[Recorded data]
———
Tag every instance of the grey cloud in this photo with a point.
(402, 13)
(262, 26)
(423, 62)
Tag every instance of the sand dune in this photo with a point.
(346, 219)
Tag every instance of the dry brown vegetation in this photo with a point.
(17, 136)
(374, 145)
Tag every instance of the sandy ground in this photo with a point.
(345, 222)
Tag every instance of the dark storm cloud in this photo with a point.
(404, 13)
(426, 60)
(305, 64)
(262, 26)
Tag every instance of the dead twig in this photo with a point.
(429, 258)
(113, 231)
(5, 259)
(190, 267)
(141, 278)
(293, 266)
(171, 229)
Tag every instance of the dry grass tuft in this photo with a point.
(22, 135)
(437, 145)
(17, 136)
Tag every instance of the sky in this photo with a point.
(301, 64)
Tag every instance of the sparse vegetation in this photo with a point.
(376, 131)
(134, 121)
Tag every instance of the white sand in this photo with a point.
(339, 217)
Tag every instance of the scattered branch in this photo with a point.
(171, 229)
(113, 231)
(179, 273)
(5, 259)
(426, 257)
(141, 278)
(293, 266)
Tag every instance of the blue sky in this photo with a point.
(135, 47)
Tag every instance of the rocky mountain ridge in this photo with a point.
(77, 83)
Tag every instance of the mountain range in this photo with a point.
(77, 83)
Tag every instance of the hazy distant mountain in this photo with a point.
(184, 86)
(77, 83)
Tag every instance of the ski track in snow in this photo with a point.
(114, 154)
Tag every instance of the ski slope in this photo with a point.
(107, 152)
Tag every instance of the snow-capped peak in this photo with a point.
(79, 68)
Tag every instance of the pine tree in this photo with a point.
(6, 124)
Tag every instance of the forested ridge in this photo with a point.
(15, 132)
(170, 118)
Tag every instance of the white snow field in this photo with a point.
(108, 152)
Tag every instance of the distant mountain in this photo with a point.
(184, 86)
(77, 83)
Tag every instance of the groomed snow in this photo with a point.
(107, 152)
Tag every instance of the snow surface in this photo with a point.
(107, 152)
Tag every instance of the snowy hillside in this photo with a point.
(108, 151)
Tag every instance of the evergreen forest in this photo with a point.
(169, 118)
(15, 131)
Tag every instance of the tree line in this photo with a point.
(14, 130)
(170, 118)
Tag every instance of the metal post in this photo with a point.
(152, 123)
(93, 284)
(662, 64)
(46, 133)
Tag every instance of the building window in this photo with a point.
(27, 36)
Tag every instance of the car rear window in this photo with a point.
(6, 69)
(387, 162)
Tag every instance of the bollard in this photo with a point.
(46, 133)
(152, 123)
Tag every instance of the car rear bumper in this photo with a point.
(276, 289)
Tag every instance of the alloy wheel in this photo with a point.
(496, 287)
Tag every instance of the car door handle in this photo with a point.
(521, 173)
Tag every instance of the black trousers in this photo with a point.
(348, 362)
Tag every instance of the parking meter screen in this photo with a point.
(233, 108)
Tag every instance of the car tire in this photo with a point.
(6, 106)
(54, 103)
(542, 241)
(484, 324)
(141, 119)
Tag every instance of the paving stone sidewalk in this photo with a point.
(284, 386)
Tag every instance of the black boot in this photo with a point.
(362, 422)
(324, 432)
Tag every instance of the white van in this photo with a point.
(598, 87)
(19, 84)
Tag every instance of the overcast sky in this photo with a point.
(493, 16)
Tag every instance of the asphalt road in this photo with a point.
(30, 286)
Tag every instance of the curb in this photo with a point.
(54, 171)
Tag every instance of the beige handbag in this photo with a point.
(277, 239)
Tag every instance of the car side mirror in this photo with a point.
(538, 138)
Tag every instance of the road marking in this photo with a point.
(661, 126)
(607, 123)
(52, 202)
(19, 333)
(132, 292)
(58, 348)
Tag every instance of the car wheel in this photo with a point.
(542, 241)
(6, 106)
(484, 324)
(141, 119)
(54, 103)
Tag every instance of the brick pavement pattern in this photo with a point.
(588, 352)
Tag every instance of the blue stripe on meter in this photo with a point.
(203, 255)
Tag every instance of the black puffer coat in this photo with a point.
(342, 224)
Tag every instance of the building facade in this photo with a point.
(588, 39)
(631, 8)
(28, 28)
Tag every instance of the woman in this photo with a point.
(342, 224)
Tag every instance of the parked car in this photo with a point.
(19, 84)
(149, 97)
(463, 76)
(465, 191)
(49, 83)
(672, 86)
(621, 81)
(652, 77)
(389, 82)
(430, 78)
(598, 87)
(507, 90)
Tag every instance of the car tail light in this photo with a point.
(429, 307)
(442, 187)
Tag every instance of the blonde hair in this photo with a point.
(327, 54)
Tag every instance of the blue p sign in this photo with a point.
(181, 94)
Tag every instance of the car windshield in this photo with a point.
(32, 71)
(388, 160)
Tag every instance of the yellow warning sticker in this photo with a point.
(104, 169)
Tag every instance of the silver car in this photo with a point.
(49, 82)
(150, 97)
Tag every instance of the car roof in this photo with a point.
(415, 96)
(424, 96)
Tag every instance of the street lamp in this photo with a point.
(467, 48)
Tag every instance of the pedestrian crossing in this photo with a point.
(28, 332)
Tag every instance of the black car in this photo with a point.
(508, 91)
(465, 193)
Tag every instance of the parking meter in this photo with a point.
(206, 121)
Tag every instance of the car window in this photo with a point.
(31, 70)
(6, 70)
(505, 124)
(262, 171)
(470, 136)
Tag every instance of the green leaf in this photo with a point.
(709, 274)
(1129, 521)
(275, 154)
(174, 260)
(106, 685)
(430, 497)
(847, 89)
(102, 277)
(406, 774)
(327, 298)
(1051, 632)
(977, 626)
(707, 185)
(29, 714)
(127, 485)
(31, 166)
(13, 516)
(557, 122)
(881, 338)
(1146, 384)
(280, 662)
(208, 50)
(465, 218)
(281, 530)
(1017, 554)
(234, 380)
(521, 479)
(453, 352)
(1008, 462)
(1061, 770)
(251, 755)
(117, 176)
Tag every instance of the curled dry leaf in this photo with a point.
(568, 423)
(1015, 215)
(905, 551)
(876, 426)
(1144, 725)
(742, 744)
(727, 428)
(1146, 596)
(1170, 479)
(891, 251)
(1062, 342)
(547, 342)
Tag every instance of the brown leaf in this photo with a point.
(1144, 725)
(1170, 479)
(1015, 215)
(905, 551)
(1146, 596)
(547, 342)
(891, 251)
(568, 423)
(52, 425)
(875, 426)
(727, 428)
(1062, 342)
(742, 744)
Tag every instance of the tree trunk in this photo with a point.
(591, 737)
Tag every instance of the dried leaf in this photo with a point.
———
Would you transcribe the entries above exactly as they appear?

Tag every instance of the grey cloud in this photo with a point.
(402, 13)
(262, 26)
(423, 62)
Tag every instance of the sand dune in this photo with a point.
(346, 219)
Tag every instance of the dry brown vegetation in this photo with a point.
(17, 136)
(374, 145)
Tag every instance of the sandy ground in this photo with a point.
(345, 222)
Tag every instance of the dark storm cloud in this photo with a point.
(404, 13)
(426, 60)
(305, 64)
(262, 26)
Tag every instance of the dead twig in this photo with a point.
(429, 258)
(113, 231)
(5, 259)
(190, 267)
(141, 278)
(293, 266)
(171, 229)
Tag every instance of the dry grass tuft in this photo with a point.
(22, 135)
(437, 145)
(17, 136)
Tag every instance of the sky in this photo with a point.
(301, 64)
Tag every instance of the sparse vegetation in this photo with a point.
(376, 131)
(134, 121)
Tag every instance of the white sand in this photo with a point.
(339, 217)
Tag every instance of the scattered branch in this photo with a point.
(171, 229)
(113, 231)
(179, 273)
(5, 259)
(426, 257)
(141, 278)
(293, 266)
Tag every instance of the blue sky in this photo with a point.
(135, 47)
Tag every instance of the rocky mountain ridge in this photo with a point.
(77, 83)
Tag every instance of the mountain range in this photo with a point.
(77, 83)
Tag every instance of the hazy distant mountain in this photo with a point.
(184, 86)
(77, 83)
Tag every instance of the ski track in snow in this photo with a point.
(114, 154)
Tag every instance of the ski slope in this photo with a point.
(107, 152)
Tag every instance of the snow-capped peak in this photo with a point.
(79, 68)
Tag every instance of the pine tree in this photo with a point.
(6, 124)
Tag every instance of the forested ridge in this photo with a point.
(15, 132)
(170, 118)
Tag every instance of the white snow field in this photo with a point.
(108, 152)
Tag every instance of the distant mountain in this photo with a point.
(184, 86)
(77, 83)
Tag every instance of the groomed snow in this photo with a point.
(107, 152)
Tag every instance of the snow surface in this photo with a point.
(107, 152)
Tag every instance of the snowy hillside in this photo with a point.
(108, 151)
Tag every instance of the evergreen forest in this photo with a point.
(169, 118)
(15, 131)
Tag every instance of the tree line in this photo with a point.
(14, 130)
(170, 118)
Tag every instance of the metal post in this photo with a point.
(152, 123)
(93, 284)
(662, 64)
(46, 133)
Tag every instance of the building window in this photo with a point.
(27, 36)
Tag every instance of the car rear window in this photo with a point.
(6, 69)
(387, 162)
Tag every instance of the bollard in this photo with a point.
(46, 133)
(152, 123)
Tag every instance of the car rear bumper in this photo with a point.
(276, 289)
Tag every instance of the alloy wheel in this photo with a point.
(496, 287)
Tag every instance of the car door handle in this photo with a point.
(521, 173)
Tag every instance of the black trousers in this photo with a point.
(348, 362)
Tag every instance of the parking meter screen in this photo with a point.
(233, 108)
Tag every instance of the car tire in this photo with a point.
(6, 106)
(54, 103)
(542, 241)
(484, 324)
(141, 119)
Tag every instance of the paving stone sidewalk in this photo with a point.
(284, 386)
Tag every instance of the black boot in this photo with a point.
(362, 422)
(324, 432)
Tag every instance of the white van in this photo with a point.
(598, 87)
(19, 84)
Tag every instance of the overcast sky in this photo with a point.
(493, 16)
Tag every instance of the asphalt road in this photo with a point.
(30, 286)
Tag every instance of the curb in this photo with a point.
(54, 171)
Tag every instance of the beige handbag in this photo with a point.
(277, 239)
Tag every instance of the car side mirror in this photo with a point.
(538, 138)
Tag every instance of the road marking in this photo with a point.
(661, 126)
(607, 123)
(52, 202)
(19, 333)
(132, 292)
(58, 348)
Tag every instance of the car wheel in this photo with a point.
(542, 241)
(6, 106)
(484, 324)
(141, 119)
(54, 103)
Tag every instance of the brick pavement pattern in this photo with a point.
(588, 352)
Tag every instance of the blue stripe on meter in this photo with a point.
(203, 255)
Tag every instance of the black puffer coat in this photo with a point.
(342, 224)
Tag every instance of the building facade in this photo with a point.
(588, 39)
(631, 8)
(28, 28)
Tag every instance of the woman in this photo with a point.
(342, 224)
Tag every instance of the parked car in this photo with a point.
(19, 84)
(149, 97)
(463, 76)
(465, 191)
(49, 83)
(672, 86)
(621, 81)
(652, 77)
(389, 82)
(430, 78)
(598, 87)
(507, 90)
Tag every instance of the car tail light in this photo with a point.
(429, 307)
(442, 187)
Tag every instance of the blonde hair in this photo with a point.
(327, 54)
Tag every instance of the blue p sign in this photo with a point.
(181, 94)
Tag every instance of the car windshield in this photo with a point.
(32, 71)
(388, 160)
Tag every instance of the yellow warning sticker in this photo with a point.
(104, 169)
Tag every instance of the silver car in this photo with a point.
(49, 82)
(150, 97)
Tag every instance of the car roof in this photo with a point.
(415, 96)
(424, 96)
Tag every instance of the street lamp in this photo with a point.
(467, 48)
Tag every instance of the pedestrian crossing in this photo with a point.
(28, 332)
Tag every instance of the black car in this photo with a point.
(508, 91)
(465, 193)
Tag every instance of the parking meter in this photo with a point.
(206, 121)
Tag every instance of the car window in this photo with a point.
(31, 70)
(6, 70)
(505, 124)
(262, 171)
(470, 136)
Tag every instance of the green leaf in this photo with a point.
(709, 274)
(1129, 521)
(275, 154)
(174, 260)
(106, 685)
(430, 497)
(847, 89)
(102, 277)
(406, 774)
(327, 298)
(1051, 632)
(977, 626)
(707, 185)
(29, 714)
(127, 485)
(31, 166)
(13, 516)
(557, 122)
(881, 338)
(1146, 384)
(280, 662)
(208, 50)
(465, 218)
(281, 530)
(1017, 554)
(234, 380)
(521, 479)
(453, 352)
(1008, 462)
(1061, 770)
(251, 755)
(117, 176)
Tag every instance of the curled dry leaf in this photo with a point.
(568, 423)
(1015, 215)
(905, 551)
(876, 426)
(1144, 725)
(742, 744)
(727, 428)
(1146, 596)
(1170, 479)
(891, 251)
(1062, 342)
(547, 342)
Tag every instance of the brown leaf in this photo with a point.
(1144, 725)
(1170, 479)
(1015, 215)
(905, 551)
(1146, 596)
(547, 342)
(891, 251)
(568, 423)
(52, 425)
(875, 426)
(727, 428)
(1062, 342)
(742, 744)
Tag every instance of the tree trunk in this photo with a point.
(591, 737)
Tag every instance of the dried leaf in this photo with a point.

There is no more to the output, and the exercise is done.